- Supplied text:
= = = =

Davis contends this resulted in an illegal sentence because, in his view, it conflicts
with the sentence pronounced from the bench. We disagree.
"'Sentencing in a criminal proceeding takes place when the trial court pronounces
the sentence from the bench.' Once a legal sentence has been pronounced from the bench,
the sentencing court loses subject matter jurisdiction to modify that sentence except to
correct arithmetic or clerical errors. [Citations omitted.]" State v. Hall, 298 Kan. 978,
983, 319 P.3d 506 (2014); see also K.S.A. 2019 Supp. 21-6820(i) (allowing sentencing
court to retain power to correct any arithmetic or clerical errors).
Under Kansas law,
"In any criminal action in which the defendant is convicted, the judge, if the
judge sentences the defendant to confinement, shall direct that for the purpose of
computing defendant's sentence and parole eligibility and conditional release dates
thereunder, that such sentence is to be computed from a date, to be specifically
designated by the court in the sentencing order of the journal entry of judgment. Such
date shall be established to reflect and shall be computed as an allowance for the time
which the defendant has spent incarcerated pending the disposition of the defendant's
38
case. In recording the commencing date of such sentence the date as specifically set forth
by the court shall be used as the date of sentence and all good time allowances as are
authorized by the secretary of corrections are to be allowed on such sentence from such
date as though the defendant were actually incarcerated in any of the institutions of the
state correctional system." K.S.A. 2019 Supp. 21-6615(a).

= = = =

- Records shown:
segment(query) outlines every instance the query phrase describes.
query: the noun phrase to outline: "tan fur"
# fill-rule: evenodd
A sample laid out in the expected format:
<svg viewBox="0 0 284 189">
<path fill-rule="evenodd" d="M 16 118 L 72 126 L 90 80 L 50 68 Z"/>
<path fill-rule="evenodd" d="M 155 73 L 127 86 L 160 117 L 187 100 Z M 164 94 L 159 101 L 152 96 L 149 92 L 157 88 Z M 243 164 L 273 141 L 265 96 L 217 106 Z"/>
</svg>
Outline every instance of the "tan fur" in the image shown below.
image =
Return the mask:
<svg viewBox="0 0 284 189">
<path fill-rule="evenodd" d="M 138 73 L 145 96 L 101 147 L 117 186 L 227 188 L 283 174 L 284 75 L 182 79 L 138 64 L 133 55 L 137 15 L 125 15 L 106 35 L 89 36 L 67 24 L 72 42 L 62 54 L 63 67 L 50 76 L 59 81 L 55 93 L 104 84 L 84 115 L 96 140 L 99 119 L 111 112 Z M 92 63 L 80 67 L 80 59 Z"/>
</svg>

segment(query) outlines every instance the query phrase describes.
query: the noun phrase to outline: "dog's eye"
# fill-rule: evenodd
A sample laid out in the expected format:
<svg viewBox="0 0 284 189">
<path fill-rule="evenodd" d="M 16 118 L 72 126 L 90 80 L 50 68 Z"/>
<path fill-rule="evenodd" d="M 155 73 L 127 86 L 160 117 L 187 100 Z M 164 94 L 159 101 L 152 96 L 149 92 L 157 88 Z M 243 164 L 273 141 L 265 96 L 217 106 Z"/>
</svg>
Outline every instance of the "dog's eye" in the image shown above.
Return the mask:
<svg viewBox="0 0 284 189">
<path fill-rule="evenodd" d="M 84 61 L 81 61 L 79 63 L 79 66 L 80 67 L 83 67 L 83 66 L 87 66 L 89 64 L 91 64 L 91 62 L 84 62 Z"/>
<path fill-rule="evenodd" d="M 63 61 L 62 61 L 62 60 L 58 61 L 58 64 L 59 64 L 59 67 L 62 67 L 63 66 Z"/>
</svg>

= = = =

- Required action 1:
In the court opinion excerpt, when does sentencing in a criminal proceeding take place?
- Required action 2:
Rewrite the paragraph of the court opinion excerpt that begins "'Sentencing in a criminal proceeding" as a short bulleted list that keeps its main facts.

- Task response 1:
When the trial court pronounces the sentence from the bench.

- Task response 2:
- Sentencing takes place when the trial court pronounces the sentence from the bench.
- Once a legal sentence has been pronounced, the sentencing court loses subject matter jurisdiction to modify it, except to correct arithmetic or clerical errors.
- Sources: State v. Hall, 298 Kan. 978, 983, 319 P.3d 506 (2014), and K.S.A. 2019 Supp. 21-6820(i), which lets the sentencing court keep the power to correct any arithmetic or clerical errors.